Entries supplied start

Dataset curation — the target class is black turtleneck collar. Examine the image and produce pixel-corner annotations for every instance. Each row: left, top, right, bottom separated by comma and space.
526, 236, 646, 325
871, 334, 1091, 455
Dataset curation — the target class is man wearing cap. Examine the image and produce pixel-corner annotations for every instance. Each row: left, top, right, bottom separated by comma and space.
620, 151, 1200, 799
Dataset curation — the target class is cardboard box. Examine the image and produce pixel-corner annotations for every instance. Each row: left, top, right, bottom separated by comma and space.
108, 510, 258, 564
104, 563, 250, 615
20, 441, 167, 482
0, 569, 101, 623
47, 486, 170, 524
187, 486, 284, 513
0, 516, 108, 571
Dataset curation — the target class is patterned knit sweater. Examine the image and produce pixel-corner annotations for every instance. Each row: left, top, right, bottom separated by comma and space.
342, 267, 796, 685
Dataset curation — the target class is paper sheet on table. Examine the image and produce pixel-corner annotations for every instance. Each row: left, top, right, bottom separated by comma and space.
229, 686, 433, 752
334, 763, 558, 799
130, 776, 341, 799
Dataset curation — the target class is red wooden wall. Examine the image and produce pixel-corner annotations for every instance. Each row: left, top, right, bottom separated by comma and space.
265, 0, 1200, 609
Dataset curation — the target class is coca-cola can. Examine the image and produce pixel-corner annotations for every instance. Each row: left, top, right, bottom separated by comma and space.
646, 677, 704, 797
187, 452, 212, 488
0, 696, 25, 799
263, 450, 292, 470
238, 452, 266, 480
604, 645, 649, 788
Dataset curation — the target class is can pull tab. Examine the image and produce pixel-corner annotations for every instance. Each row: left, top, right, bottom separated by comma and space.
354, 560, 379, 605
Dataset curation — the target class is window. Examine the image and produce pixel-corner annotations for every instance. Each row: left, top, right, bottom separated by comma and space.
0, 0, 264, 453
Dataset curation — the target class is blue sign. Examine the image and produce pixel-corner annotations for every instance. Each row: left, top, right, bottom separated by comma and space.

Entries supplied end

**What is required:**
Return the data above verbatim, from the line containing "Dataset curation — the target class is window." through the line containing "0, 0, 264, 453", with both of those lines included.

**Solution to the exercise:**
Dataset curation — the target class is window. Examine the image and produce pixel-corner annotations for every instance. Each row: left, top, right, bottom separated by comma and space.
0, 0, 264, 453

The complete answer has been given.